#### DATASET ROWS:
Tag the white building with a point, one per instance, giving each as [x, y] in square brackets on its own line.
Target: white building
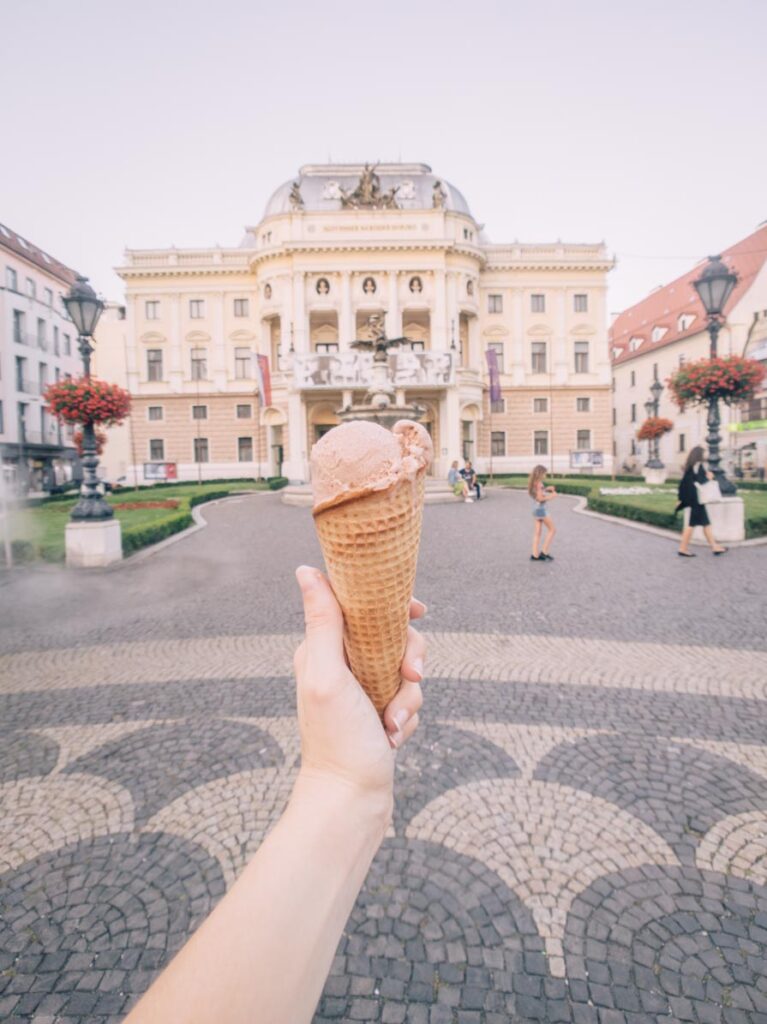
[669, 328]
[336, 246]
[38, 345]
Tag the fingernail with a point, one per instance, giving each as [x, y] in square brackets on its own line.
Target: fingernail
[400, 718]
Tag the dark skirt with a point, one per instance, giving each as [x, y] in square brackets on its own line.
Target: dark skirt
[698, 516]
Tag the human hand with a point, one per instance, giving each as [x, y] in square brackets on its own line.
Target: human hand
[342, 739]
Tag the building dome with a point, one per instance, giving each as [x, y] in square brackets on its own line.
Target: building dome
[322, 185]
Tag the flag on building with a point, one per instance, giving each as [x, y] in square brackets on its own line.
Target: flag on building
[264, 379]
[495, 376]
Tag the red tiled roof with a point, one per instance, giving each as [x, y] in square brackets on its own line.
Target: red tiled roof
[13, 243]
[664, 306]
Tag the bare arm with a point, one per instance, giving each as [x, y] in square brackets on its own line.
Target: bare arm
[263, 954]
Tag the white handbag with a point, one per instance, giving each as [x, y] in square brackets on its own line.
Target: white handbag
[708, 492]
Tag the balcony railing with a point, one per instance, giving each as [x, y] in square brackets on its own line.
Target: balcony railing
[352, 369]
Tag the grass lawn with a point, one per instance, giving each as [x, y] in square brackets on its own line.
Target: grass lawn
[661, 502]
[43, 526]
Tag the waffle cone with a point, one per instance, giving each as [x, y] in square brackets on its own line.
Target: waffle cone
[370, 545]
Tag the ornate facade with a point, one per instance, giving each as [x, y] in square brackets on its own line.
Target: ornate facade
[335, 247]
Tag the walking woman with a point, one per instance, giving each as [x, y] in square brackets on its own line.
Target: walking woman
[695, 472]
[541, 495]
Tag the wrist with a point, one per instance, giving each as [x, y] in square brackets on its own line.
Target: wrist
[342, 803]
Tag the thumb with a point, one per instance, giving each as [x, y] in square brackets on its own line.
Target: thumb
[324, 620]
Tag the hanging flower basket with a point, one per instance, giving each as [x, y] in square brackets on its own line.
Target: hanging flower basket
[732, 379]
[654, 426]
[77, 439]
[84, 399]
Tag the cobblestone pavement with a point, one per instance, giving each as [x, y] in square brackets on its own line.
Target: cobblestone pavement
[581, 824]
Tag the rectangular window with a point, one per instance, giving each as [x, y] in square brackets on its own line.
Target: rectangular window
[539, 356]
[242, 364]
[18, 327]
[154, 365]
[541, 442]
[582, 356]
[498, 348]
[199, 365]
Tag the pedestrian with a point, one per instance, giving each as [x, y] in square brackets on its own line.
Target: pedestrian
[471, 478]
[541, 495]
[694, 474]
[460, 486]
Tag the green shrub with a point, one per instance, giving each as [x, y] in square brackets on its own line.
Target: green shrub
[135, 538]
[599, 503]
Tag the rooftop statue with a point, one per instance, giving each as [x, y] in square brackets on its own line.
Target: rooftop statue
[368, 195]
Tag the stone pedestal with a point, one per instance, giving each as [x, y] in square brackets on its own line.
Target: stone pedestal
[727, 520]
[654, 475]
[92, 545]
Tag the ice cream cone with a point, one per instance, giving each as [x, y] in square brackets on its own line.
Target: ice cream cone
[369, 504]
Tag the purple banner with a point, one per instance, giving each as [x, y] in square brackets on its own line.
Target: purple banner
[495, 376]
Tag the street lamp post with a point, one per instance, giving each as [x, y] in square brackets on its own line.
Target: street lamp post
[714, 288]
[85, 307]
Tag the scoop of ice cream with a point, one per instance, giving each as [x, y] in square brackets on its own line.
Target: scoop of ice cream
[357, 458]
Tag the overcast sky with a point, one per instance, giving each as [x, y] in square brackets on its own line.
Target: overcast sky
[151, 123]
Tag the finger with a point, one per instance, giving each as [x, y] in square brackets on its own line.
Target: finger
[323, 617]
[415, 652]
[399, 738]
[402, 707]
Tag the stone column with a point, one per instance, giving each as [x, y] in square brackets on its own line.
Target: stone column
[439, 328]
[393, 317]
[176, 367]
[560, 361]
[346, 326]
[301, 334]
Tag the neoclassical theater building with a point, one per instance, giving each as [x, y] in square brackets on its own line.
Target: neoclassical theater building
[337, 245]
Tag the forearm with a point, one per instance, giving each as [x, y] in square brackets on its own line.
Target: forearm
[264, 953]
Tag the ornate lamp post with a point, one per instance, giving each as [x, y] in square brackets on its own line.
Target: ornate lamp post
[85, 307]
[714, 288]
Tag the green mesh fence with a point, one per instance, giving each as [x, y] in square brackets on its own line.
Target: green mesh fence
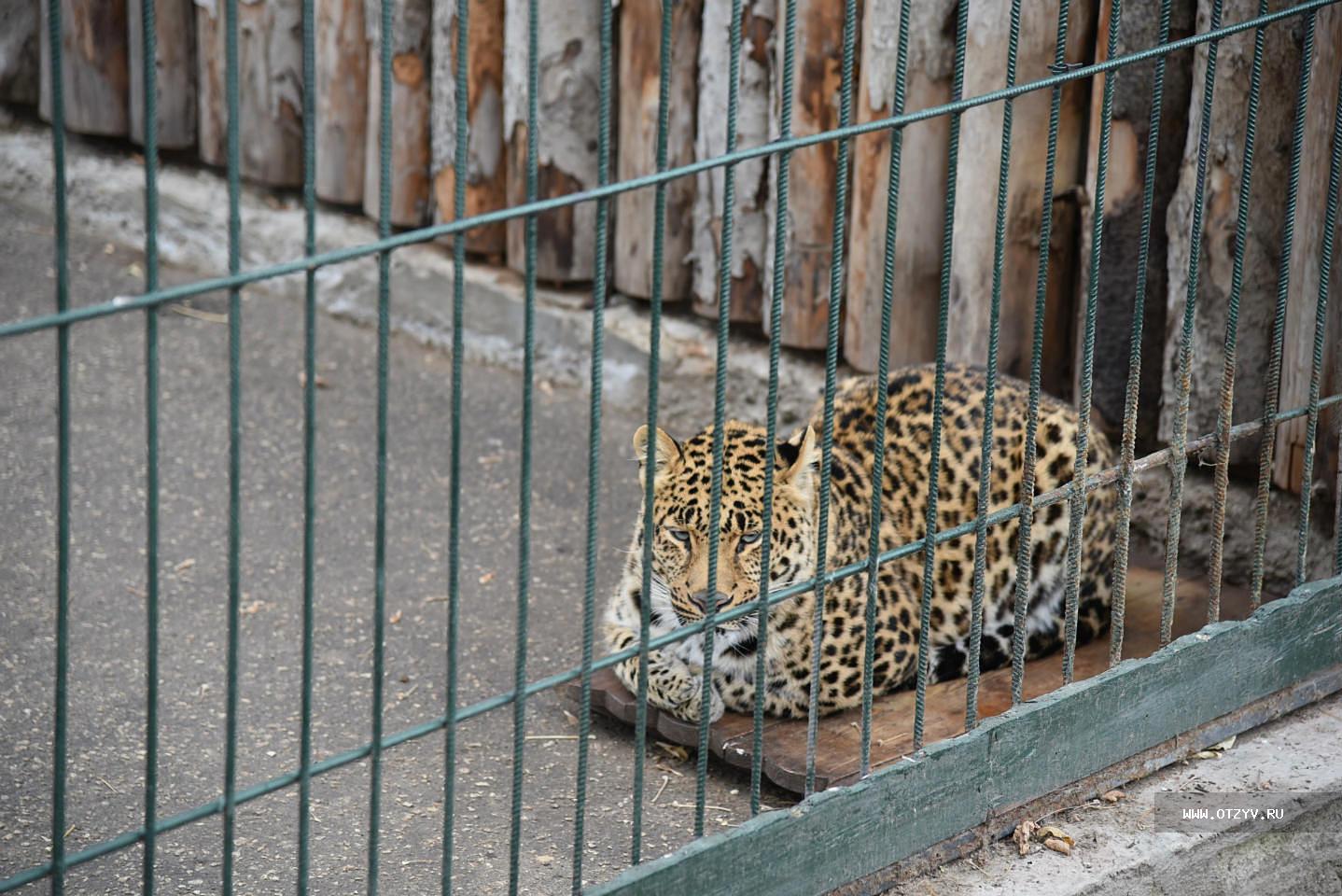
[235, 793]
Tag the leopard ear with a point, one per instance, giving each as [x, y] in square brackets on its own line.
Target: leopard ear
[667, 451]
[799, 459]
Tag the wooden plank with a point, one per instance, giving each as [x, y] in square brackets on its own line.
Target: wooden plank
[838, 836]
[175, 45]
[1298, 358]
[92, 66]
[980, 150]
[639, 79]
[270, 83]
[839, 735]
[812, 175]
[486, 172]
[922, 188]
[410, 114]
[567, 106]
[19, 54]
[341, 100]
[751, 217]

#### GOAL OF THE EXERCISE:
Skip the pictures and print each record exactly as it stands.

#### FINISHED EXERCISE:
Tag the white building with a point, one per instance, giving each as [x, y] in square brackets on its own line.
Target: white building
[669, 328]
[336, 246]
[38, 345]
Tag the fingernail with a point, one per instance, giving each as [x, y] in square brackets on its own line.
Target: fingernail
[400, 718]
Tag the dark skirt with a point, one per instance, giving each as [x, y] in square brackets on its own line.
Target: dark skirt
[698, 516]
Tag the human hand with a point, one per instance, giving each as [x, y] in square brackets on its own line.
Target: human hand
[342, 739]
Tag the building dome with a point, one per instance, giving each as [x, y] in square brackets on its own line.
Target: building dome
[322, 185]
Tag the flag on building with a point, one per instance, giving each as [x, y] in square brackets on its own line.
Target: flag on building
[264, 379]
[495, 376]
Tag the red tiled roof with a point, one per instance, giving each as [x, y] in square brackets on its own line.
Target: red tiled roof
[13, 243]
[664, 306]
Tag the bare arm with a point, one per instance, giving each as [x, y] in square brackets on its own line.
Target: bare arm
[263, 954]
Tag the white handbag with a point, one per instance, giving each as [x, y] in square brackets on its own line.
Target: white handbag
[708, 492]
Tag the balcony railing with a point, one per instance, giving each as [x, y] in square brackets on its own line.
Target: balcony railing
[352, 369]
Tag the grass lawn with a point, one per instance, giving each as [x, y] in square brackets on its own line.
Target: grass lawn
[661, 502]
[43, 526]
Tag the waffle cone with a point, one per instance, giving each as [x, y] in square brackets on its own line.
Target: waffle cone
[370, 545]
Tag the ornate facade with a point, one per instance, giving each as [x, y] in square brackets on its own line.
Target: ornate facade
[335, 247]
Tag the walking woman with a point, one per instance, giving each as [x, y] in square brackets on its own line.
Target: walking woman
[695, 472]
[541, 495]
Tag the wrist with a point, one per instance, giving each as [x, y] in square brackets on its own line.
Target: wrist
[342, 803]
Tag the thumb with a point, one per instance, giving each as [x, y] in square brackets on its own line.
Target: thumb
[324, 620]
Tag the hanging flower basket with a point, one per instance, giving each as [x, y] in square brackets on its own line.
Target: hanging flower basket
[732, 379]
[654, 426]
[77, 439]
[84, 399]
Tag the cobblestone pavement with a point, one per instance, giving each as [x, y] in square brackets on its own line.
Target: cobblestone pavement
[581, 824]
Tag the rectangular window with a point, one per instance, giving each as [x, y] in square brackets on its own line.
Target: rectangular window
[539, 356]
[242, 364]
[18, 327]
[154, 365]
[541, 442]
[582, 356]
[498, 348]
[199, 365]
Tag the pedestrian with a point, one per instance, giving each as [x, y] in square brackets on its own line.
Target: pedestrian
[471, 478]
[541, 495]
[694, 474]
[460, 486]
Tag the green shrub with a point, one per instance, giving each as [x, y] in square brackets on its own line.
Target: green shrub
[135, 538]
[599, 503]
Tag the rooftop statue with a point, one per instance, giving each as [x, y] in square brackets on its own line.
Target: rooftop statue
[368, 195]
Tag the stone pedestal with a point, one per instance, giving each as [x, y] in square brackets on its own line.
Target: stone pedestal
[727, 520]
[654, 475]
[92, 545]
Tag the ice cream cone with a point, one per instance, giving each as [x, y] in square brackets on its own line.
Target: ice cream cone
[369, 504]
Tag the purple banner with a point, one per instance, giving each as [x, y] in square brackets on its own line.
Target: purple banner
[495, 376]
Tag the street lamp post with a point, one per instance, giving each as [x, y] in square brackets on its own line.
Target: street lamp post
[714, 288]
[85, 307]
Tag the scoop of ice cream with a point, one per instance, giving each as [x, y] in square brackets on its own line.
Target: scoop of ice cream
[357, 458]
Tag the overcast sky with a point, one per instance, giving each as [x, y] in square brackets on its own line.
Target: overcast sky
[151, 123]
Tag the finger with a point, one per instance, giving each as [x, y] in square brackets on its own line.
Target: finger
[323, 617]
[415, 652]
[399, 738]
[402, 707]
Tag the stone column with a point, one per instance, giving each as [x, y] in square brackets on its own line.
Target: stone column
[439, 328]
[393, 317]
[176, 367]
[560, 361]
[346, 326]
[301, 334]
Tag the neoclassical theater building with a point, one per instance, giving each as [x, y] in square brackets on its own line.
Target: neoclassical theater building
[337, 245]
Tag the forearm with a point, one per instance, giving each as [x, y] in square brackets on its own line.
Target: forearm
[264, 953]
Tag the ornate lamp post with a point, one per instance, giving each as [x, y] in square brackets on its own line.
Target: ornate lamp post
[85, 307]
[714, 288]
Tag the green mesh fence with a point, one per instance, giving each as [x, y] in square brackets on its own line.
Target: green mesh fence
[235, 793]
Tag the leopard ear with a point, one per instance, giving each as [x, y] in square brackets on its own line.
Target: leopard ear
[667, 451]
[799, 459]
Tag the wooden plank with a point, one per instance, giving each as [x, y] in square brackets on its own line.
Target: wooden plank
[838, 836]
[175, 45]
[1298, 358]
[92, 66]
[980, 150]
[639, 79]
[270, 83]
[839, 735]
[812, 175]
[486, 172]
[922, 188]
[410, 114]
[567, 106]
[19, 54]
[341, 100]
[751, 217]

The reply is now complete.